■ WHAT YOU SHOULD DO: Please convert the lines of the listing below, between the line holding "instance of the sky" and the line holding "0L0 77L256 77L256", inclusive, into a numbered list that leaves out blank lines.

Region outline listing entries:
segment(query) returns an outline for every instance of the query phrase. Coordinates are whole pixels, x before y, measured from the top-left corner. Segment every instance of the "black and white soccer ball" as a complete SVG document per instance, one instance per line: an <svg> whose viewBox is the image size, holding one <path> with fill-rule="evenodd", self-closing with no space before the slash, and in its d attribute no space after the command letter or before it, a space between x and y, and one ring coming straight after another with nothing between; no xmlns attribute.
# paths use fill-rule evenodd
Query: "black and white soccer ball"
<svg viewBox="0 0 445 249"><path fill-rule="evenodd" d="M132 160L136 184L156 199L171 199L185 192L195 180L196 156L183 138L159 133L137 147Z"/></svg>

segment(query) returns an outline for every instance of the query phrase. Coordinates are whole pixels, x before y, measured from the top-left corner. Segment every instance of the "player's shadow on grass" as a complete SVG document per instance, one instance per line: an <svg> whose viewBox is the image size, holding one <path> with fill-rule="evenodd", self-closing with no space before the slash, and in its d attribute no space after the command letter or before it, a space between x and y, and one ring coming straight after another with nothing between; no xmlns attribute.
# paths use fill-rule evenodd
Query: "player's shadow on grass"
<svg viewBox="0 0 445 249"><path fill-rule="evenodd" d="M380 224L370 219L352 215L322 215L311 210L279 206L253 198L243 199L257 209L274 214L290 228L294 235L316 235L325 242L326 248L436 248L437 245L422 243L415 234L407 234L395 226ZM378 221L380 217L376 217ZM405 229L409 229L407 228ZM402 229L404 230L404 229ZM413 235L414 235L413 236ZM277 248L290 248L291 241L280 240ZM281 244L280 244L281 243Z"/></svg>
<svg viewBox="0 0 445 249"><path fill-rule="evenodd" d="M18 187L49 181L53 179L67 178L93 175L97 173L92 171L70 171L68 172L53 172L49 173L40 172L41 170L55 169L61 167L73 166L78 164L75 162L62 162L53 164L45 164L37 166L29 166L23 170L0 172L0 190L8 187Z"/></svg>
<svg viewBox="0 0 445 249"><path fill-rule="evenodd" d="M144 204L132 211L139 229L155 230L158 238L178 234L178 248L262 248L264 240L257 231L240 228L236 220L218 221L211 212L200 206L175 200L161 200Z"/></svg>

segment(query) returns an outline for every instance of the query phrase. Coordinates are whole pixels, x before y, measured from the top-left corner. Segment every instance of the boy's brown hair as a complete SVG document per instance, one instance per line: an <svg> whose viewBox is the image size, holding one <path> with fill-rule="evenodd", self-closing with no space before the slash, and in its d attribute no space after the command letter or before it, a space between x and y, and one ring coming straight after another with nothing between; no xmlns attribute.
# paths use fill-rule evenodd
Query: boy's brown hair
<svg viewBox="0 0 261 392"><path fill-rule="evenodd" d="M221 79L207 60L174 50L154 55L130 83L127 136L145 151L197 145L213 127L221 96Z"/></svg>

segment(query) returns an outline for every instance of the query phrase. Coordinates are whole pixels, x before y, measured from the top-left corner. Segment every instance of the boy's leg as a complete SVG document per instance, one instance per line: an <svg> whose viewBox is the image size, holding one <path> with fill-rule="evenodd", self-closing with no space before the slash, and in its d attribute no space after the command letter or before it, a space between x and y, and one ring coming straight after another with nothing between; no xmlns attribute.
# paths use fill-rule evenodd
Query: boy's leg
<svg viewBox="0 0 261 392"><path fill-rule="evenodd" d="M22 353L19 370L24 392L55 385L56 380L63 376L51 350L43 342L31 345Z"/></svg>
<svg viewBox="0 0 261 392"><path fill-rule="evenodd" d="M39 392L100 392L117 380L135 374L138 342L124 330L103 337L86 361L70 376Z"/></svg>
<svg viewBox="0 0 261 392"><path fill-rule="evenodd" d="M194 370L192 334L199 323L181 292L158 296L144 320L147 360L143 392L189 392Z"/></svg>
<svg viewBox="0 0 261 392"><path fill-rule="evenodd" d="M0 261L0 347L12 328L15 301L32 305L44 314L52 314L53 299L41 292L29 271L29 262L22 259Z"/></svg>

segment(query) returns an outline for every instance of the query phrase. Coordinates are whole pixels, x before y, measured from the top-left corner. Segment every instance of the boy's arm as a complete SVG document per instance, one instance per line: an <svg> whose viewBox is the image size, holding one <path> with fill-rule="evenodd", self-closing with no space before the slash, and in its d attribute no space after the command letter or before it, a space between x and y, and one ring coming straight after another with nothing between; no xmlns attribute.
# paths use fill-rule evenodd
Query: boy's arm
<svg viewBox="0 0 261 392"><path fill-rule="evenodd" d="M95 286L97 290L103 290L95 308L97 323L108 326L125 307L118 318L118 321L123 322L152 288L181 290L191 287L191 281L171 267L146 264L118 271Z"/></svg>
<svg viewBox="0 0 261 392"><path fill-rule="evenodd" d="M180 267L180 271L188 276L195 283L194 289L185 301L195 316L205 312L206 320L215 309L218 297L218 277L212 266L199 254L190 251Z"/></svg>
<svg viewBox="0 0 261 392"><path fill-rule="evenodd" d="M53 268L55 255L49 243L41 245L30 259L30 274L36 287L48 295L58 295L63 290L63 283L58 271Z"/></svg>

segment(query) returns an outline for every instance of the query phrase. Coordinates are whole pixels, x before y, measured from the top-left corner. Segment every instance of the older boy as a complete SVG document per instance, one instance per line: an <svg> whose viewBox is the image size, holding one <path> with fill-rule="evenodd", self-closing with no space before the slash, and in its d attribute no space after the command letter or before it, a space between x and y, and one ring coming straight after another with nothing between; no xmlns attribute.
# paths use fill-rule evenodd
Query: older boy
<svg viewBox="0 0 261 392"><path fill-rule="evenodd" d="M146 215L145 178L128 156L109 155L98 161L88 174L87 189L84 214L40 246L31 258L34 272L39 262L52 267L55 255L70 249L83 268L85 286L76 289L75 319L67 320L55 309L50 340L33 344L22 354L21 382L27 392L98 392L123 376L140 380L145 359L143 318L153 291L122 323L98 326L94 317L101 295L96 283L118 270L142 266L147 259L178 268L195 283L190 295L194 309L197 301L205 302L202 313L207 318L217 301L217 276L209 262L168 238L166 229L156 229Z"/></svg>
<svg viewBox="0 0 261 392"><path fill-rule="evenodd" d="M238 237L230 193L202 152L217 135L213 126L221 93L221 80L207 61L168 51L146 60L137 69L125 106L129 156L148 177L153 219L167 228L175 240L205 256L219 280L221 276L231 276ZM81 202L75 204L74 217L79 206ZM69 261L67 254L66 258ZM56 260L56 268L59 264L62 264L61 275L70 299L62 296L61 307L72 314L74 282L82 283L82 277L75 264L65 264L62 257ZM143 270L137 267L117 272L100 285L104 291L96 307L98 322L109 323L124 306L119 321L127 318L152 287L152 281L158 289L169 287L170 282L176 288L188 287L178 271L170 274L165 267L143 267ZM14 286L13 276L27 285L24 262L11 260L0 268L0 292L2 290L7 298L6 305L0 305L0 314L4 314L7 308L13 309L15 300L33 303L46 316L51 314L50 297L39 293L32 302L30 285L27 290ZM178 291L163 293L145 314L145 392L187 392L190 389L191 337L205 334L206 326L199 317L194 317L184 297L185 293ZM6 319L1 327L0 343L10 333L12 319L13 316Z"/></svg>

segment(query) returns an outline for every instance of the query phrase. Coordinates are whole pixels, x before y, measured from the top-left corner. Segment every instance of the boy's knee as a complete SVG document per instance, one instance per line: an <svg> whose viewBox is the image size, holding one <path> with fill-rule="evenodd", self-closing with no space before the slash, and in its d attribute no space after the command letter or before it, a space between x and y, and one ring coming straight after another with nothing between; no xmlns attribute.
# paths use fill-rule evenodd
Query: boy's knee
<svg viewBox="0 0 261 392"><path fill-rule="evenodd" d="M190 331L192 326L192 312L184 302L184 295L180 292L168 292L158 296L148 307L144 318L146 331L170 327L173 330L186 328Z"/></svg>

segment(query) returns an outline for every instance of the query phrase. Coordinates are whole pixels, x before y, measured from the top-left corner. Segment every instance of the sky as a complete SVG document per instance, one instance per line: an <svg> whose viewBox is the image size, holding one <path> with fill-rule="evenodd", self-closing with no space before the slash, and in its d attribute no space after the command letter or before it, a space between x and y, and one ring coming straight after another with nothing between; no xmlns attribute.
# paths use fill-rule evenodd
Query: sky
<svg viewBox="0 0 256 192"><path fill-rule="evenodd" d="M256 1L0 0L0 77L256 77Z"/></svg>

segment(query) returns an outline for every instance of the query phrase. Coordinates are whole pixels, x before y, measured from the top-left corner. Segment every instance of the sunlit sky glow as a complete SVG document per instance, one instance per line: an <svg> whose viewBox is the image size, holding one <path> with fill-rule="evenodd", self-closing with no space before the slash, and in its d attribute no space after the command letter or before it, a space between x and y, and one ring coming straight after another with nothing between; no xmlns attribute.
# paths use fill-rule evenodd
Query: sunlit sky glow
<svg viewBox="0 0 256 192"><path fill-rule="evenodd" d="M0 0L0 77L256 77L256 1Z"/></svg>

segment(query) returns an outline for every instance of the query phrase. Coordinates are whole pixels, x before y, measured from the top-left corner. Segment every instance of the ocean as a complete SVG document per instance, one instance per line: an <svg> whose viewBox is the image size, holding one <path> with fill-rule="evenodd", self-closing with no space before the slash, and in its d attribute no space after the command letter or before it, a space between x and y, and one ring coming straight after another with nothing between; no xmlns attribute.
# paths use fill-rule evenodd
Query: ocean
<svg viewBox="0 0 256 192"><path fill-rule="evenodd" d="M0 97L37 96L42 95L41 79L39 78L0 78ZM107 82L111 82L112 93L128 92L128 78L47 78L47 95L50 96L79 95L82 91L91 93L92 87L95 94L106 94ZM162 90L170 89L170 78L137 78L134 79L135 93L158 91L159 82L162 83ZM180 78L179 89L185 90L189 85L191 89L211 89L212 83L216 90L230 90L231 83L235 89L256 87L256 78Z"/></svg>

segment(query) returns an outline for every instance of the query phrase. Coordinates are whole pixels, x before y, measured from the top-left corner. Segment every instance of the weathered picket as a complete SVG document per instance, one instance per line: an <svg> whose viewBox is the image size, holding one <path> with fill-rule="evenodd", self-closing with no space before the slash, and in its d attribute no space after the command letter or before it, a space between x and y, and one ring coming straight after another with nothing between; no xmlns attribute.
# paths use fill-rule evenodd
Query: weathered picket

■ WORKED SOLUTION:
1. segment(query) returns an outline for every instance of the query phrase. Coordinates are whole pixels, x before y, measured from the top-left corner. Segment every instance of the sky as a complete SVG document per instance, one instance per line: an <svg> whose viewBox is the image size, holding one <path> with fill-rule="evenodd", self-closing with no space before the slash, and in its d attribute no space after the command letter or before it, a space between x and y, and one ring coming straight after another with nothing between; no xmlns attribute.
2. # paths use fill-rule evenodd
3. Query: sky
4. <svg viewBox="0 0 256 192"><path fill-rule="evenodd" d="M256 1L0 0L0 77L256 77Z"/></svg>
5. segment(query) returns an outline for every instance of the query phrase. Coordinates are whole pixels, x before y, measured from the top-left corner. Segment every instance of the sunlit sky glow as a complete SVG document per instance, one instance per line: an <svg> whose viewBox is the image size, holding one <path> with fill-rule="evenodd", self-closing with no space before the slash, and in its d attribute no space after the command letter or before it, a space between x and y, and one ring coming straight after another with nothing between; no xmlns attribute.
6. # paths use fill-rule evenodd
7. Query: sunlit sky glow
8. <svg viewBox="0 0 256 192"><path fill-rule="evenodd" d="M0 0L0 77L256 77L256 1Z"/></svg>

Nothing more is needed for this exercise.